## Work required
Please reproduce every line below word for word, leaving the pictures out.

## The records
[Begin]

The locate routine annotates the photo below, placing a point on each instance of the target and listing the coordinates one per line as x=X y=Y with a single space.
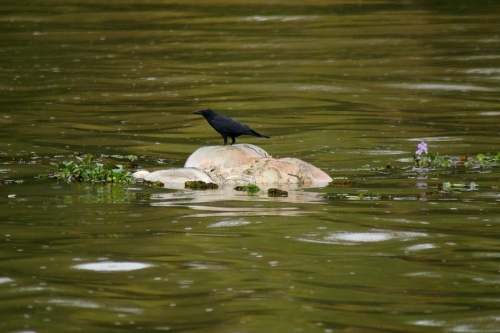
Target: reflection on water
x=347 y=86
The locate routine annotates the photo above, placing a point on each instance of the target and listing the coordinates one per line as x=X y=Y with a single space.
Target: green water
x=349 y=86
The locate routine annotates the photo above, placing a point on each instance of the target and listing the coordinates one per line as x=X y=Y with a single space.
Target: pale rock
x=240 y=164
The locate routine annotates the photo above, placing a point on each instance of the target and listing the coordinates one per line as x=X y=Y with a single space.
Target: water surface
x=349 y=86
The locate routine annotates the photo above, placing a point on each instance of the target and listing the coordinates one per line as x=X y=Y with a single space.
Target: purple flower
x=422 y=148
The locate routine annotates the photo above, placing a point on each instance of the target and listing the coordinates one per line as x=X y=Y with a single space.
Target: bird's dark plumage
x=227 y=127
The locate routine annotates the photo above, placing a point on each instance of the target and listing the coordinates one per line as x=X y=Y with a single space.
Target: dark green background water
x=344 y=85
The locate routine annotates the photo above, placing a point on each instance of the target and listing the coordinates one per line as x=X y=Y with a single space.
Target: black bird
x=227 y=127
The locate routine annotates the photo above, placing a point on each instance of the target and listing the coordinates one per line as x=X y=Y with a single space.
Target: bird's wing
x=224 y=124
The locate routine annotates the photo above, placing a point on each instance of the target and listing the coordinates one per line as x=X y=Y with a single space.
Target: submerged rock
x=240 y=164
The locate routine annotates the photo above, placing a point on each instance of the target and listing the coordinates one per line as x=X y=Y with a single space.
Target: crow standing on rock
x=227 y=127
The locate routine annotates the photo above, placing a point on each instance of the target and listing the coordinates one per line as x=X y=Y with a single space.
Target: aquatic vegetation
x=88 y=169
x=426 y=159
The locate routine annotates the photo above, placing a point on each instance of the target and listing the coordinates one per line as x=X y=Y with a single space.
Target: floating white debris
x=110 y=266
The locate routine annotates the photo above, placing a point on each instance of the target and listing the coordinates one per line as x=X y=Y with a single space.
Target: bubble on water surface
x=229 y=223
x=109 y=266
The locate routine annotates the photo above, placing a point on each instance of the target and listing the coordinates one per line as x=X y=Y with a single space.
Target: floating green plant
x=87 y=169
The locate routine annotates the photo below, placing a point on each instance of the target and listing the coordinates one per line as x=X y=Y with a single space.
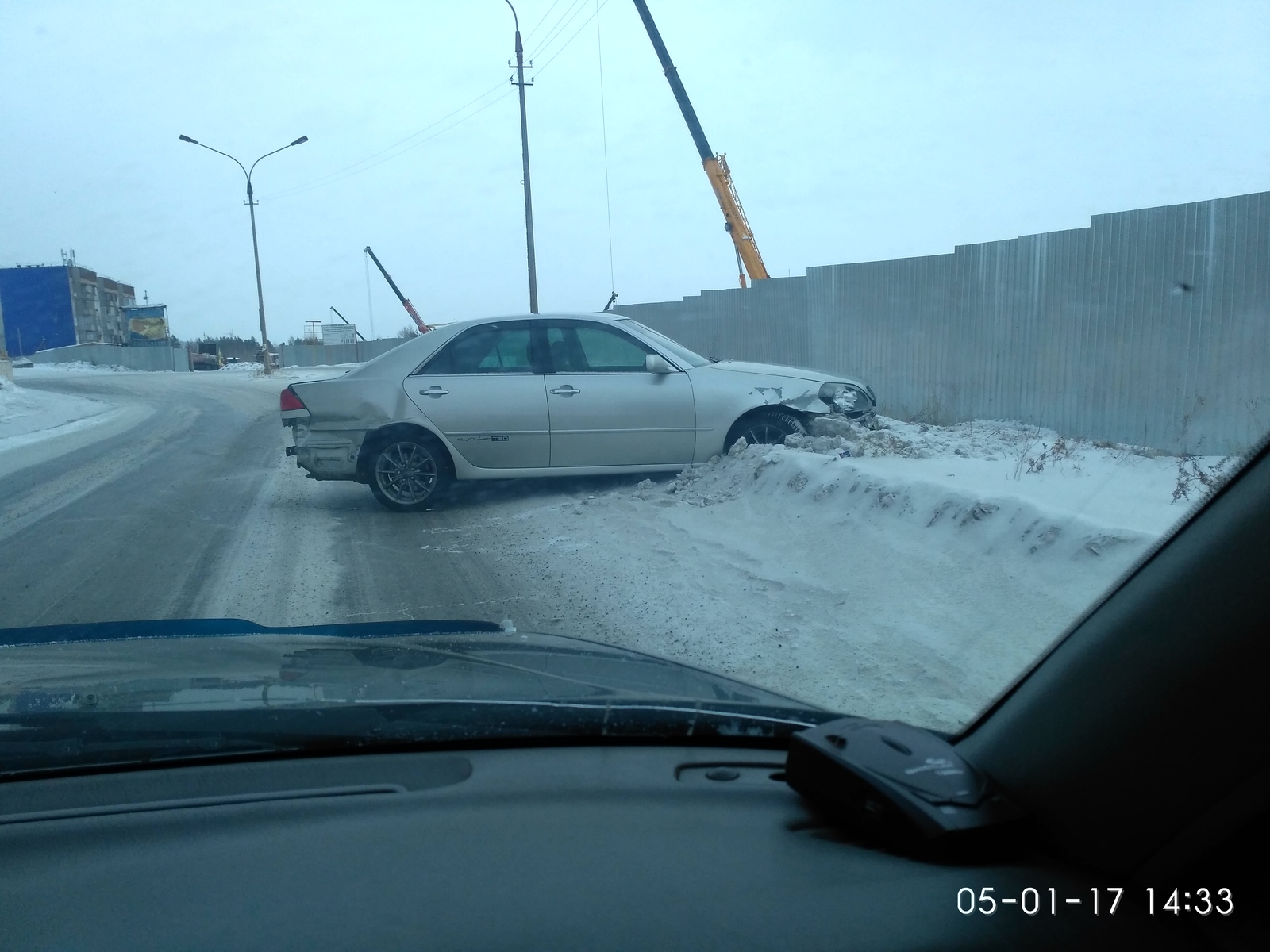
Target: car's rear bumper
x=327 y=460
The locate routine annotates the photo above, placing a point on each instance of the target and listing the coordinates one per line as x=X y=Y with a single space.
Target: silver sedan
x=545 y=395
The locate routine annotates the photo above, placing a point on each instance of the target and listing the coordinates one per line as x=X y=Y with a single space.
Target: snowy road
x=908 y=574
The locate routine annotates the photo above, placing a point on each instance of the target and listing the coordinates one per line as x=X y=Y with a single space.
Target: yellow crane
x=715 y=165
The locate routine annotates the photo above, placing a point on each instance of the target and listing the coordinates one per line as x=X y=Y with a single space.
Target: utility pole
x=525 y=159
x=256 y=249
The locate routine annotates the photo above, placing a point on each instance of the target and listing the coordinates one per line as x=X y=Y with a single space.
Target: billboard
x=146 y=323
x=338 y=334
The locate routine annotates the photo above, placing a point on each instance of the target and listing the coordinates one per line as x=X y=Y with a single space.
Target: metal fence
x=327 y=355
x=1151 y=328
x=137 y=359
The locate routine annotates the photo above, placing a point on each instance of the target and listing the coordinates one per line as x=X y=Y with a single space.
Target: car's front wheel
x=766 y=427
x=408 y=474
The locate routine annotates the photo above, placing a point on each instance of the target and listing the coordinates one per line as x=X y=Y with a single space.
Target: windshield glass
x=983 y=292
x=686 y=357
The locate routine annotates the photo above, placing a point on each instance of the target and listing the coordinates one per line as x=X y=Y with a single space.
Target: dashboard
x=533 y=848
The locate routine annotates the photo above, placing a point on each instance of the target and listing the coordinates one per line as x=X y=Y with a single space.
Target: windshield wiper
x=76 y=740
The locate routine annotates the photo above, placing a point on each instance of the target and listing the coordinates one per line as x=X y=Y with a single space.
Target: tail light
x=290 y=401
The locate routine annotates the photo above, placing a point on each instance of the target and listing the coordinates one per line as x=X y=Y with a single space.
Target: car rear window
x=592 y=348
x=486 y=351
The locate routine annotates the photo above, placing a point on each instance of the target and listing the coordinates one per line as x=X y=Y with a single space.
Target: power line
x=603 y=132
x=544 y=19
x=333 y=178
x=368 y=162
x=565 y=18
x=400 y=148
x=602 y=6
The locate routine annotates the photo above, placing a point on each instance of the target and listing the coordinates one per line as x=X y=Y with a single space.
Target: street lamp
x=256 y=249
x=525 y=158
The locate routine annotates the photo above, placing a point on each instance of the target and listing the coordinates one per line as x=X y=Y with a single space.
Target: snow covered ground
x=31 y=416
x=914 y=578
x=911 y=571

[End]

## The completed task
The locate routine annotates the photo below, placing a point on each instance of the target and listing the coordinates one per line as x=X y=Y with a single space.
Target: reflection on water
x=347 y=86
The locate routine annotates the photo above, placing a point on each instance of the target and listing the coordinates one per line as x=X y=Y with a single space.
Target: green water
x=349 y=86
The locate routine annotates the photo above, placing a point on each instance of the target and listing the coordinates one per line as x=X y=Y with a single space.
Target: pale rock
x=240 y=164
The locate routine annotates the photo above, placing a point on each instance of the target and listing the coordinates one per line as x=X y=Y with a single space.
Target: water surface
x=349 y=86
The locate routine annotates the photo above, placing a point on each instance of the target and listing the coordinates one per line as x=X y=Y with a single space.
Target: purple flower
x=422 y=148
The locate routine annotates the photo above, placing a point on each instance of the target and listing the coordinates one per line as x=X y=Y with a single space.
Target: bird's dark plumage
x=227 y=127
The locate routine annotates the photo above, placing a point on each instance of the target and listing the coordinates one per line as x=X y=Y with a single space.
Target: dark green background water
x=344 y=85
The locate routine annotates the photo above, placing a point on each instance of the target and listing the coordinates one per line as x=X y=Y with a single space.
Target: black bird
x=227 y=127
The locate routine annotates the photo above, placing a point on each instance of the target and listing the coordinates one per line as x=X y=Y with a single space.
Target: bird's wing
x=224 y=124
The locate routine annotates the photo above, placing a point on each instance of the target and listing the coordinates one per line as x=X y=Y with a single space.
Target: submerged rock
x=240 y=164
The locate routine annotates the photo above, placing a point on each instance of the target and listing the coordinates one per line as x=X y=Y with a single space.
Target: crow standing on rock
x=227 y=127
The locate routine annotates the photo above, placing a point on each instance of the target and listing the coordinates one per line as x=X y=Y with a single space.
Target: aquatic vegetation
x=88 y=169
x=426 y=159
The locate routine annotates the photo above, placing a point on each instance of the target and listing the coordinates one per line as x=X y=Y with a single space.
Target: floating white debris
x=110 y=266
The locate routine annotates the photo above, placing a point on each instance of the target and listing the coordinates one per line as x=X y=Y with a single space.
Target: bubble on water surface
x=229 y=223
x=109 y=266
The locate routine annotates the photo above, placing a point on each instance of the target and listing the coordinates one per line as x=X y=Y with a single space.
Target: floating green plant
x=87 y=169
The locate routine annotates the photo below, placing a point on each instance of the target and listing the coordinates one per line as x=X y=Y with a single space.
Target: car's rear bumper
x=327 y=460
The locate routine annotates the photo above, placing a point on each instance of the target and listing the coordinates one per line as x=X y=Y with a single space.
Target: silver sedan
x=545 y=395
The locate routine annotates the photo above, placing a point on each instance of the target and listing the coordinates one per line as x=X y=Y with a single space.
Target: snowy road
x=908 y=574
The locate routine annotates the photo above, placing a point on each instance of the target and listing the coordinates one per line as x=X y=Y with a single space.
Target: yellow crane
x=715 y=165
The locate routine annotates the photo above, placing a point on each instance of the target and listing the coordinates one per line as x=X y=Y with a single space.
Target: utility pole
x=525 y=159
x=256 y=249
The locate routine annotates the photo above, placing a point on each instance of the target and listing the coordinates one per line as x=X y=Y with a single space.
Target: billboard
x=146 y=323
x=338 y=334
The locate routine annotates the photo above, placing a point on each instance of the target and listing the coordinates one per line as x=X y=Y with a single space.
Target: metal fence
x=327 y=355
x=1151 y=328
x=137 y=359
The locate routine annotates the photo above, placing a point on each instance of the target and listing the coordinates one per line as x=X y=Y with a single space.
Target: car's front wheel
x=766 y=427
x=408 y=474
The locate routine annotates the photo above, placing a point on each instance of the target and listing the coordinates one per line as x=X y=Y with a single space.
Target: windshield glass
x=983 y=292
x=686 y=357
The locate routine annotates the photo above, placing a point on each instance of the target and listing the coordinates one per line as x=X y=Y with a single space.
Target: dashboard
x=533 y=848
The locate routine annotates the photo above, placing a point on each instance of the target and listing the coordinates one per line as x=X y=Y with a single space.
Target: windshield wiper
x=76 y=740
The locate routine annotates the photo above, placing a point on each instance of the target and listing the coordinates one per line as x=X y=Y with a single space.
Target: tail light
x=290 y=401
The locate routine annotates the photo above, placing a point on each instance of the target and listing the coordinates one per line as x=X y=Y with a single space.
Target: car rear window
x=592 y=348
x=486 y=351
The locate routine annotates the photo above, placing a point on each instance of the target and listing the coordinates one per line as x=X y=Y with a single space.
Target: power line
x=603 y=132
x=544 y=19
x=333 y=178
x=368 y=162
x=565 y=18
x=400 y=148
x=602 y=6
The locate routine annotates the photo above, placing a point on each instance of the target and listing the coordinates one per line as x=X y=Y with a single space.
Target: street lamp
x=256 y=249
x=525 y=158
The locate routine annotates the photo above, placing a point on each instance of the target and listing the coordinates one per line as x=X y=Y with a single space.
Target: snow covered ground
x=31 y=416
x=914 y=578
x=911 y=571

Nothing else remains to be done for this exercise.